BACAAN —

::::

18. “Ia memahami: ‘Adalah mustahil, tidak mungkin terjadi bahwa seseorang yang menekuni perbuatan salah dalam jasmani … [67] menekuni perbuatan salah dalam ucapan … menekuni perbuatan salah dalam pikiran dapat karena hal itu, karena alasan itu, ketika hancurnya jasmani, setelah kematian, muncul kembali di alam bahagia, bahkan di alam surga – tidak ada kemungkinan seperti itu.’15 Dan ia memahami: ‘Adalah mungkin bahwa seseorang yang menekuni perbuatan salah dalam jasmani … menekuni perbuatan salah dalam ucapan … menekuni perbuatan salah dalam pikiran dapat karena hal itu, karena alasan itu, ketika hancurnya jasmani, setelah kematian, muncul kembali di alam menderita, di alam yang tidak bahagia, dalam kesengsaraan, bahkan di neraka – ada kemungkinan seperti itu.’

19. “Ia memahami: ‘Adalah mustahil, tidak mungkin terjadi bahwa seseorang yang menekuni perbuatan benar dalam jasmani … menekuni perbuatan benar dalam ucapan … menekuni perbuatan benar dalam pikiran dapat karena hal itu, karena alasan itu, ketika hancurnya jasmani, setelah kematian, muncul kembali di alam menderita, di alam yang tidak bahagia, dalam kesengsaraan, bahkan di neraka – tidak ada kemungkinan seperti itu.’ Dan ia memahami: ‘Adalah mungkin bahwa seseorang yang menekuni perbuatan benar dalam jasmani … menekuni perbuatan benar dalam ucapan … menekuni perbuatan benar dalam pikiran dapat karena hal itu, karena alasan itu, ketika hancurnya jasmani, setelah kematian, muncul kembali di alam bahagia, bahkan di alam surga – ada kemungkinan seperti itu.’

“Dengan cara inilah, Ānanda, seorang bhikkhu dapat disebut terampil dalam apa yang mungkin dan apa yang tidak mungkin.”

::::

DATA YANG DIBERIKAN —
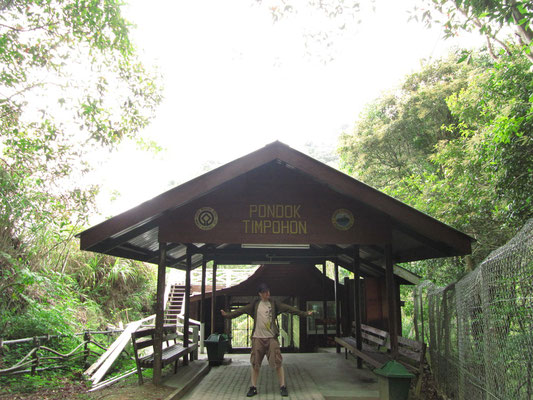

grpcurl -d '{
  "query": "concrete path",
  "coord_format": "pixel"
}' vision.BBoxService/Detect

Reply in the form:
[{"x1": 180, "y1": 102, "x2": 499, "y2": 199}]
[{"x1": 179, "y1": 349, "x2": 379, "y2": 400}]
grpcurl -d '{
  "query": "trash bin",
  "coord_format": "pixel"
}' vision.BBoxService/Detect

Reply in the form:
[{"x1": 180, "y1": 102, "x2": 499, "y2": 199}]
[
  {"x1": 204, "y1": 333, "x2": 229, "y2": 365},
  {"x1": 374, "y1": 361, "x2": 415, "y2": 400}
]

::::

TUGAS YANG DIKERJAKAN —
- A) Menurut bacaan tentang perbuatan salah dan benar, mengapa seorang bhikkhu dapat disebut terampil dalam apa yang mungkin dan apa yang tidak mungkin? Jawablah dalam satu sampai tiga kalimat.
- B) Teruskan bacaan tentang perbuatan salah dan benar mulai dari sesudah kalimat terakhirnya.

HASIL LATIHAN —
- A) Ia disebut demikian karena memahami bahwa mustahil seseorang yang menekuni perbuatan salah dalam jasmani, ucapan, dan pikiran muncul kembali di alam bahagia atau alam surga setelah kematian, tetapi mungkin ia muncul kembali di alam menderita, bahkan di neraka. Ia juga memahami bahwa mustahil seseorang yang menekuni perbuatan benar dalam jasmani, ucapan, dan pikiran muncul kembali di alam menderita atau neraka, tetapi mungkin ia muncul kembali di alam bahagia, bahkan di alam surga.

- B)
20. Ketika hal ini dikatakan, Yang Mulia Ānanda berkata kepada Sang Bhagavā: “Sungguh mengagumkan, Yang Mulia, sungguh menakjubkan! Apakah nama dari khotbah Dhamma ini?”

“Engkau boleh mengingat khotbah Dhamma ini, Ānanda, sebagai ‘Banyak Jenis Unsur’ dan sebagai ‘Empat Putaran’16 dan sebagai ‘Cermin Dhamma’ dan sebagai ‘Tambur Tanpa-Kematian’ dan sebagai ‘Kemenangan Tertinggi dalam Peperangan.’”

Itu adalah apa yang dikatakan oleh Sang Bhagavā. Yang Mulia Ānanda merasa puas dan gembira mendengar kata-kata Sang Bhagavā.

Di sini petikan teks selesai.